■ OPDRACHTEN
1. Vat de tekst over de advocaat en de weduwe samen in twee zinnen.
2. Vervolg de tekst over de advocaat en de weduwe vanaf de laatste zin.

■ TE BESTUDEREN TEKST
· · · · · · ·

Na het overlijden van haar man hield de advocaat een oogje in het zeil bij de achtergebleven weduwe en ging hij regelmatig bij haar op bezoek. Vanaf 2011 kreeg hij de bevoegdheid over haar bankrekeningen. Omdat zij zelf geen kinderen had wilde zij dat hij erfgenaam werd. Dat aanbod wees de man echter af omdat dat fiscaal niet interessant zou zijn. Volgens de verklaring van de man had zij, omdat zij zou worden opgenomen in een verzorgingshuis, hem gevraagd om er voor te zorgen dat haar spaargeld naar hem zou gaan.
Geen schriftelijke toestemming in dossier
Volgens de man was het de wens van de weduwe dat hij haar geld zou krijgen. Het was de bedoeling dat hij het geld vóór haar opname in een verzorgingstehuis naar zijn eigen rekening zou overmaken, zodat hij daar geen belasting over hoefde te betalen. Hof Den Bosch stelt dat in de stukken nergens een schriftelijke vastlegging van de toestemming is te vinden.

· · · · · · ·

Geëxtraheerde gegevensrecords
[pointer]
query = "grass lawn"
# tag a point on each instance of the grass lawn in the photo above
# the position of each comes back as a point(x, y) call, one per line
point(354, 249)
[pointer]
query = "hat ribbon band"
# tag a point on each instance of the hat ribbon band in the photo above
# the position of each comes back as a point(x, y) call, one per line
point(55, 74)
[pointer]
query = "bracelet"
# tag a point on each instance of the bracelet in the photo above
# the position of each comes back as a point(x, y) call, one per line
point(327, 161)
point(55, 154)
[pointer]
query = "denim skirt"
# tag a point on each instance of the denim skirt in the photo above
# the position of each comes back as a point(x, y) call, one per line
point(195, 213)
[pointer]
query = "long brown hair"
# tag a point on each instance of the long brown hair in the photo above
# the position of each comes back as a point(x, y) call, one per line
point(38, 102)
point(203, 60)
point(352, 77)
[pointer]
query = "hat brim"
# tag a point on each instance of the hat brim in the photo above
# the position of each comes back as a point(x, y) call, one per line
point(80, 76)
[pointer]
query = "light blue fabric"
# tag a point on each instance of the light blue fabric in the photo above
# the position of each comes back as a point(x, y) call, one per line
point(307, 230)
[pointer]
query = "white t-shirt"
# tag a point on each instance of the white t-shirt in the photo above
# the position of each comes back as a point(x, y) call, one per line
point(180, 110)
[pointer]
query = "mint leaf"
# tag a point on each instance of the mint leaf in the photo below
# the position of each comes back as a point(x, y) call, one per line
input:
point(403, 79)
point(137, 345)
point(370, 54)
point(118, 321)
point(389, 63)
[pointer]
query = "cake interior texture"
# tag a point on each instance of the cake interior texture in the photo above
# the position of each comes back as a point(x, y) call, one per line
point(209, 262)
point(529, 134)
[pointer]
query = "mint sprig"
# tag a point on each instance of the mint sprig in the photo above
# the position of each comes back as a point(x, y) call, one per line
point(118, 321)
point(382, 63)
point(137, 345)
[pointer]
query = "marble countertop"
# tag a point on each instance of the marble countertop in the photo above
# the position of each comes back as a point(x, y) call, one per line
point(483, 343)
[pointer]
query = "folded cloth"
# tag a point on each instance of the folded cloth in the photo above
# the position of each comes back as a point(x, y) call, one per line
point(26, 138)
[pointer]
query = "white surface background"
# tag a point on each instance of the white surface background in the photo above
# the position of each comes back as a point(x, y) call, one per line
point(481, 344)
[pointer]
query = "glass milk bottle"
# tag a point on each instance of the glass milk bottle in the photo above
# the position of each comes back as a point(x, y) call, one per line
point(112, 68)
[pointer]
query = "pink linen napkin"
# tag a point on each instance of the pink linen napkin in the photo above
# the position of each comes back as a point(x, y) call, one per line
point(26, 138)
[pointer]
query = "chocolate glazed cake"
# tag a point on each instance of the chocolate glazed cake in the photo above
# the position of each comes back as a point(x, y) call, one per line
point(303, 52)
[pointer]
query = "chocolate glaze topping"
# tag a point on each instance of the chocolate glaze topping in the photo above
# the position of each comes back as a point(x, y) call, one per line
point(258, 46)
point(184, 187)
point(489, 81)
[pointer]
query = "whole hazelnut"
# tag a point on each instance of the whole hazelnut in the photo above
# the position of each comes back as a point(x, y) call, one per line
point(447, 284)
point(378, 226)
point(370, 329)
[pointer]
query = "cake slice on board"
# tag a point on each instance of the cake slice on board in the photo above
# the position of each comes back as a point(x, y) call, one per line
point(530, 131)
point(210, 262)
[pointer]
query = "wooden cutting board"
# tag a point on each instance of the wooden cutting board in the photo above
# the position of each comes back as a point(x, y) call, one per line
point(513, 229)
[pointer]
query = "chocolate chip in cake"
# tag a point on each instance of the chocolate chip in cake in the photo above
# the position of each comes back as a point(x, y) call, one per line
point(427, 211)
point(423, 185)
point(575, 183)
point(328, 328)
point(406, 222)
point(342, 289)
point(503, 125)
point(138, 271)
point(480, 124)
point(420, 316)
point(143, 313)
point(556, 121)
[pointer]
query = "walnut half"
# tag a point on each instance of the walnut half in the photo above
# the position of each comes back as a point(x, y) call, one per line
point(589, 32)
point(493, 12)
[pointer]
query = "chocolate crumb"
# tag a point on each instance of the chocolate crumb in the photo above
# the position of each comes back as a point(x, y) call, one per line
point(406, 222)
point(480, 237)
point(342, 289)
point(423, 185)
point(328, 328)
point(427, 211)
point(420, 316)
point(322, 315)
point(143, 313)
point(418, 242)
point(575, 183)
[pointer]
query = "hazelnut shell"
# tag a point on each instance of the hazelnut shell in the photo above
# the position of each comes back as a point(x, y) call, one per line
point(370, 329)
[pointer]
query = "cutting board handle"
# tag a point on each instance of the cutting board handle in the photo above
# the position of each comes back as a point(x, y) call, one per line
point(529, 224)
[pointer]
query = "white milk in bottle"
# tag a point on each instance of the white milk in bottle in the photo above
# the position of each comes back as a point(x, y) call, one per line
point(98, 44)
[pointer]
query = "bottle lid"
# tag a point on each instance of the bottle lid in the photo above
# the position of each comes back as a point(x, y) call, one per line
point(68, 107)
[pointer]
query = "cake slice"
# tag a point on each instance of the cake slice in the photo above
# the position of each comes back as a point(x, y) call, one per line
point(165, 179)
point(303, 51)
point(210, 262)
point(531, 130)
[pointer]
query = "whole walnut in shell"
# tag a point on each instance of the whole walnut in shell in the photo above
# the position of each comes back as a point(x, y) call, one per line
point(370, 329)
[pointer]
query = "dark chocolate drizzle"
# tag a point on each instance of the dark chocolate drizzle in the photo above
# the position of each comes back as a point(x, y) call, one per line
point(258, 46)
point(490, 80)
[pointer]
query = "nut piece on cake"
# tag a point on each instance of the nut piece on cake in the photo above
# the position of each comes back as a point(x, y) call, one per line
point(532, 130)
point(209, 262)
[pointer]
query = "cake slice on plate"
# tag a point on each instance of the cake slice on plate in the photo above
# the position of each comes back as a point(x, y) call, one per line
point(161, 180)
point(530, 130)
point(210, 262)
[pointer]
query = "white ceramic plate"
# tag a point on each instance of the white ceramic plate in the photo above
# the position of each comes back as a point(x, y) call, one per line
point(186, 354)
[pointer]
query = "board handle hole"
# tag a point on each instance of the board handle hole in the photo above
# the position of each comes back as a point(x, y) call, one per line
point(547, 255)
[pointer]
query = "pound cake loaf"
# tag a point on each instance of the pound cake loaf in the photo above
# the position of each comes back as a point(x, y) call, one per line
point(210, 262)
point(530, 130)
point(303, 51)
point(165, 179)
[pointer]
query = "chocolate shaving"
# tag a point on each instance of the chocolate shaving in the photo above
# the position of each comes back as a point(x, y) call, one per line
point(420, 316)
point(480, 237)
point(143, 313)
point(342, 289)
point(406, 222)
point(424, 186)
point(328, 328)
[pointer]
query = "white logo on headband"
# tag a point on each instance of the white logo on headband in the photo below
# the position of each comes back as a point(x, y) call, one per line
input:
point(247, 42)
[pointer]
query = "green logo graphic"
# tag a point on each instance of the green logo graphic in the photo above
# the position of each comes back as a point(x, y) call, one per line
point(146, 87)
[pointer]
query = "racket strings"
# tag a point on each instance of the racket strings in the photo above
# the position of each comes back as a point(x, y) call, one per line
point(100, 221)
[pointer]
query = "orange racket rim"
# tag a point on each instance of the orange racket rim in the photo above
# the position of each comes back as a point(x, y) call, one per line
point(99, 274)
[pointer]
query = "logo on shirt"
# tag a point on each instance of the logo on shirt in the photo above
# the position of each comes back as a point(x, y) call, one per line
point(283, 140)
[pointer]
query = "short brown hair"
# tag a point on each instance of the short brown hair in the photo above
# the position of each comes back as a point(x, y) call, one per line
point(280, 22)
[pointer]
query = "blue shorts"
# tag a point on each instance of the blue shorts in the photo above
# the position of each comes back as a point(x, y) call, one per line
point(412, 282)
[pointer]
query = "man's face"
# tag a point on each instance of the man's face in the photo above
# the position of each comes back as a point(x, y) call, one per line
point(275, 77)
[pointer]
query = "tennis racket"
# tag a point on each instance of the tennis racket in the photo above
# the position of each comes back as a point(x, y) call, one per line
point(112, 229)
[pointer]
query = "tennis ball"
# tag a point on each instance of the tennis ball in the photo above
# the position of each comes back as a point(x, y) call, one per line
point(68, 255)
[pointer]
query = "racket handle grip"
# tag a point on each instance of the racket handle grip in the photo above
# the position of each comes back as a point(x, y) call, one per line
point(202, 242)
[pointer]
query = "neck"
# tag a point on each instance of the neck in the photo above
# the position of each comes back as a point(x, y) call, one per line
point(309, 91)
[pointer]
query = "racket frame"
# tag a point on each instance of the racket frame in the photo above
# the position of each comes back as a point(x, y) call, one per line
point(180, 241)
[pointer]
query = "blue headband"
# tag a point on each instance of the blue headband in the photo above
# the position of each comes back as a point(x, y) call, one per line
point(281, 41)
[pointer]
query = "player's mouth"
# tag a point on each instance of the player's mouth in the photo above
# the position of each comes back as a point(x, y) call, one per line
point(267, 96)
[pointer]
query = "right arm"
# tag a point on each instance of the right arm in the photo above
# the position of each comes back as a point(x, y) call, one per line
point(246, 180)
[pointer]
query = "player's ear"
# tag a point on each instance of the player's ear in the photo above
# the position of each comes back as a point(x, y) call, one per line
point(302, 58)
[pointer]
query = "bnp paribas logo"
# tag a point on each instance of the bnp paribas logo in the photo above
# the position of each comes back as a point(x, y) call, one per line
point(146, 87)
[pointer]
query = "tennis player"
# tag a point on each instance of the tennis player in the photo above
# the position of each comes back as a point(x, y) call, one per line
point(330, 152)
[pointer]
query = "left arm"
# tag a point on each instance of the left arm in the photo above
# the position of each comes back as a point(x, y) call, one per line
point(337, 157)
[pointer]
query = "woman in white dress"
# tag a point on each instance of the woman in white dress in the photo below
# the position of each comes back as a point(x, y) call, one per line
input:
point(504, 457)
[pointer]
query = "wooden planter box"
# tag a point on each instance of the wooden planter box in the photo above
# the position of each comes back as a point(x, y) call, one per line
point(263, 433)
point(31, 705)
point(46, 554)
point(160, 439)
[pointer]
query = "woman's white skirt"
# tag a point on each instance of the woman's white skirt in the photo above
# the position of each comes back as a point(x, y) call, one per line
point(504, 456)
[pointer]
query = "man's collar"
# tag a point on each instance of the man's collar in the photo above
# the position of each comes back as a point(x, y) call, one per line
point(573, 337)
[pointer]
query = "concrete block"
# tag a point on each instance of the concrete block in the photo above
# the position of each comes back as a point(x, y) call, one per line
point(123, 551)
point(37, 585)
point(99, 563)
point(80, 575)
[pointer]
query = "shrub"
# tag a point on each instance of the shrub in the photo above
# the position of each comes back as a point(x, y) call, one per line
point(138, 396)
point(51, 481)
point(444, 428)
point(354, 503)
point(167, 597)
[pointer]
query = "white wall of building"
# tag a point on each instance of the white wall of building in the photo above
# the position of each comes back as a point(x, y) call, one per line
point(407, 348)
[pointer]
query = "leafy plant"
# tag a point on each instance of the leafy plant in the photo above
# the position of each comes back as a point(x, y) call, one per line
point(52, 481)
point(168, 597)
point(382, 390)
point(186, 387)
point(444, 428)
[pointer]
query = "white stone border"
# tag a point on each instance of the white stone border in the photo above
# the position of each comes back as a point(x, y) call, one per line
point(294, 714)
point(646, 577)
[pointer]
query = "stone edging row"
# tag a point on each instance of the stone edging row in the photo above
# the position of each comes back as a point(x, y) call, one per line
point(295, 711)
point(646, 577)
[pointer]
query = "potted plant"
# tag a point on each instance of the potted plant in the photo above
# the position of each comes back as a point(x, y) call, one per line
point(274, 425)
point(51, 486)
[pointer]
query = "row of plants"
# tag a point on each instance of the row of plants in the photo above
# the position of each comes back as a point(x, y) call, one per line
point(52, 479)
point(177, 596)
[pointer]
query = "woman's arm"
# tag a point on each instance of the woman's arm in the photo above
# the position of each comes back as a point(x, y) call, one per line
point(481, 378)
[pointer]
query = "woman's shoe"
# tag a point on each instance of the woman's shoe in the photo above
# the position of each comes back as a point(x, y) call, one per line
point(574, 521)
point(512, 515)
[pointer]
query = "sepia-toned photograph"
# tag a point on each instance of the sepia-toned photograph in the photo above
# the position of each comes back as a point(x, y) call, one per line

· · · · · · ·

■ ANTWOORDEN
1. Na het overlijden van haar man bezocht een advocaat een weduwe regelmatig, en vanaf 2011 kreeg hij de bevoegdheid over haar bankrekeningen. Volgens de man wilde zij dat haar spaargeld naar hem ging, maar Hof Den Bosch stelt dat in de stukken nergens een schriftelijke vastlegging van die toestemming te vinden is.

2.
Tegenover de opsporingsambtenaren van de FIOD verklaarde de man dat de weduwe tot op het laatste moment haar bankzaken zelf heeft geregeld. En dat hij voor haar nooit internetbankieren heeft gedaan. Hij zou ook pas toegang hebben gekregen tot de bankrekeningen van de weduwe toen hij werd benoemd als testamentair-executeur. Op vragen over allerlei bedragen die vanaf de bankrekeningen van de weduwe zijn overgemaakt naar de bankrekening van hem antwoordde hij dat de weduwe dat zelf moet hebben gedaan. Hij weet niet waarvoor dat was en dat hij erop terug zal komen.
Een half jaar later verklaart hij tegenover de FIOD dat hem te binnen is geschoten dat hij al voor het overlijden van de vrouw bevoegd was tot de bankrekeningen en de inlogcodes in overleg en samenspraak met haar heeft gebruikt. Hij heeft gelden van de rekeningen van de weduwe naar zijn rekening overgemaakt op verzoek van en in overleg met haar. Het ging om kosten die voornamelijk te maken hadden met het onderhoud en uiteindelijk het strippen van een pand dat zij wilden verhuren. Hij vond het gemakkelijker het geld over te boeken naar zijn rekening, omdat hij de afspraken met huurders van het pand had gemaakt. Op de vraag waarom dat zo was wilde hij liever geen antwoord geven.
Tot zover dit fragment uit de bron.